* [What needs to be done] If a line of the data below contains the string "instances", copy it into your answer.

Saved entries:
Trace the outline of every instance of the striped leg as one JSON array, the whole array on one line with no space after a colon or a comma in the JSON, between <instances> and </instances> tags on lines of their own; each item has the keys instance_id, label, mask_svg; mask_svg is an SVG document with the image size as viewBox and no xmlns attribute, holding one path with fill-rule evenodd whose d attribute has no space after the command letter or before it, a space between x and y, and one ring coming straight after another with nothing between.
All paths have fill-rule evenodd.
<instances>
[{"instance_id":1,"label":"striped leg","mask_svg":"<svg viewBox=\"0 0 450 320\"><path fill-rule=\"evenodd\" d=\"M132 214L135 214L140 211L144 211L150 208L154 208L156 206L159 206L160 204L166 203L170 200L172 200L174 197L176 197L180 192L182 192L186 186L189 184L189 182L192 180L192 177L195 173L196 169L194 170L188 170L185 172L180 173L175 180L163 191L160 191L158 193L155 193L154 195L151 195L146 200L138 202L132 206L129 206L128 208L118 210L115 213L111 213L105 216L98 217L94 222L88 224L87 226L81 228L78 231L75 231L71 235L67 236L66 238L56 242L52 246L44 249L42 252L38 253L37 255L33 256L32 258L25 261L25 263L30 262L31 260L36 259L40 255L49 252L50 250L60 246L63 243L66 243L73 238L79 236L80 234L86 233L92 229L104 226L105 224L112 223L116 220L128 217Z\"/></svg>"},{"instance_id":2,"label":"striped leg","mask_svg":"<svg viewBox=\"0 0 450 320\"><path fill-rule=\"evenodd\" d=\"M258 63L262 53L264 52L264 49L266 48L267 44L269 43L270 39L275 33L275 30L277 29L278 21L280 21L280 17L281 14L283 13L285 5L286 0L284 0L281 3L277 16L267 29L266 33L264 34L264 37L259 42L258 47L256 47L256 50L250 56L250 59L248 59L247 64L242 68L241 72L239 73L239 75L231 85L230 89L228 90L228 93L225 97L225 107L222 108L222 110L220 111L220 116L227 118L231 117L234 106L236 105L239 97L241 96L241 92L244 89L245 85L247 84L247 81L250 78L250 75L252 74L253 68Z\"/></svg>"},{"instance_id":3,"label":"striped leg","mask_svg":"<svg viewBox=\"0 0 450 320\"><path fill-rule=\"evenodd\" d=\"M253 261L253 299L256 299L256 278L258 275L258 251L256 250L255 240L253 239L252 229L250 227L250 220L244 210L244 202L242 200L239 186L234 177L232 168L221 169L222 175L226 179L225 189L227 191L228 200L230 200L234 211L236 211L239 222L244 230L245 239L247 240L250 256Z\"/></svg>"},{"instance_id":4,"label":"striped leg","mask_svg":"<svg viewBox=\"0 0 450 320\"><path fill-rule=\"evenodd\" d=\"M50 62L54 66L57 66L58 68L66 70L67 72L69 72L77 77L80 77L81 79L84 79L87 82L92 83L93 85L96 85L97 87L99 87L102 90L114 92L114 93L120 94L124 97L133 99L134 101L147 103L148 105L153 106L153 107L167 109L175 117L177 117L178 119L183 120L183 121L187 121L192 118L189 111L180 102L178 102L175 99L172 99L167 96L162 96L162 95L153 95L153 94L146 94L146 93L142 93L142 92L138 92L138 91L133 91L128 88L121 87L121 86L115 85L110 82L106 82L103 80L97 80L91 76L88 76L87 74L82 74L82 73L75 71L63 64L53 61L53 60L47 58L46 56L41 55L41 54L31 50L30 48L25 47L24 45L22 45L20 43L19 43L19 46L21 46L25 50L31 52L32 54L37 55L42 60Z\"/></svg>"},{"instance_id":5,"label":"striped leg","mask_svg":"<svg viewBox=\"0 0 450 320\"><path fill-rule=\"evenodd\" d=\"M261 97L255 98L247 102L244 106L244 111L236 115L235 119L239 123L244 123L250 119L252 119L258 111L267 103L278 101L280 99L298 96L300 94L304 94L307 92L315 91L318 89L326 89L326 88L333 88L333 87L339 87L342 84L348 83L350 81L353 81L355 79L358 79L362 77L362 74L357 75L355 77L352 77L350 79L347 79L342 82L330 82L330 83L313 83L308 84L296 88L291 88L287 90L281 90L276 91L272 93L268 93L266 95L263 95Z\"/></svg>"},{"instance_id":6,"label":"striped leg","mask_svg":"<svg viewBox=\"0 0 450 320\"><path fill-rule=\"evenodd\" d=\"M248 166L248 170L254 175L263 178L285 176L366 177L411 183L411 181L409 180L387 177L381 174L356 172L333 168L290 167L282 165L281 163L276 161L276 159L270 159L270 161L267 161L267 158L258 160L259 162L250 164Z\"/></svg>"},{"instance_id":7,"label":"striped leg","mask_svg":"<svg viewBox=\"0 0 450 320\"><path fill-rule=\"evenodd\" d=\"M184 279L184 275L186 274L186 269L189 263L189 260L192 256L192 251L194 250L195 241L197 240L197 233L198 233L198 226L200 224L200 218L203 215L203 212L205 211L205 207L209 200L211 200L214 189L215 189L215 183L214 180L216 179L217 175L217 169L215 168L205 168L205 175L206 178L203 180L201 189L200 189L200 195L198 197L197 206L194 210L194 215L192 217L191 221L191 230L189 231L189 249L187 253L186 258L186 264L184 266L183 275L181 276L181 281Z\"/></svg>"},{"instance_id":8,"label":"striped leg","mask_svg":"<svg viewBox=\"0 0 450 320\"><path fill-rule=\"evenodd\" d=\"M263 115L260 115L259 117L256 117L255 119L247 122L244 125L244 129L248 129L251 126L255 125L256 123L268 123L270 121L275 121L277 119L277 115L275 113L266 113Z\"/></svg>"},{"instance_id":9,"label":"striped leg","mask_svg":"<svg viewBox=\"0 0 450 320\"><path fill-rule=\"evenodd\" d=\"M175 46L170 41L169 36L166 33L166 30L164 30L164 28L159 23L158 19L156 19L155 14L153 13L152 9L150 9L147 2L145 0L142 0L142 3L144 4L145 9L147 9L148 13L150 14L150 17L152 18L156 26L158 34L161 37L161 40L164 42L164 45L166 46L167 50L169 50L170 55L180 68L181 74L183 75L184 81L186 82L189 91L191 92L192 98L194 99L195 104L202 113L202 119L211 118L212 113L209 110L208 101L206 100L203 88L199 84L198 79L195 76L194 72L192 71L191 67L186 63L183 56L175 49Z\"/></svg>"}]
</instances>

* [Written reply]
Trace the outline of every instance of the striped leg as one JSON array, the whole array on one line with no space after a colon or a comma in the JSON, between <instances> and </instances> tags on lines of their own; each item has the keys instance_id, label, mask_svg; mask_svg is an SVG document with the image size as viewBox and no xmlns attribute, holding one path with fill-rule evenodd whose d attribute has no space after the command letter or before it, a space between x and y, and one ring coming straight after another with nothing between.
<instances>
</instances>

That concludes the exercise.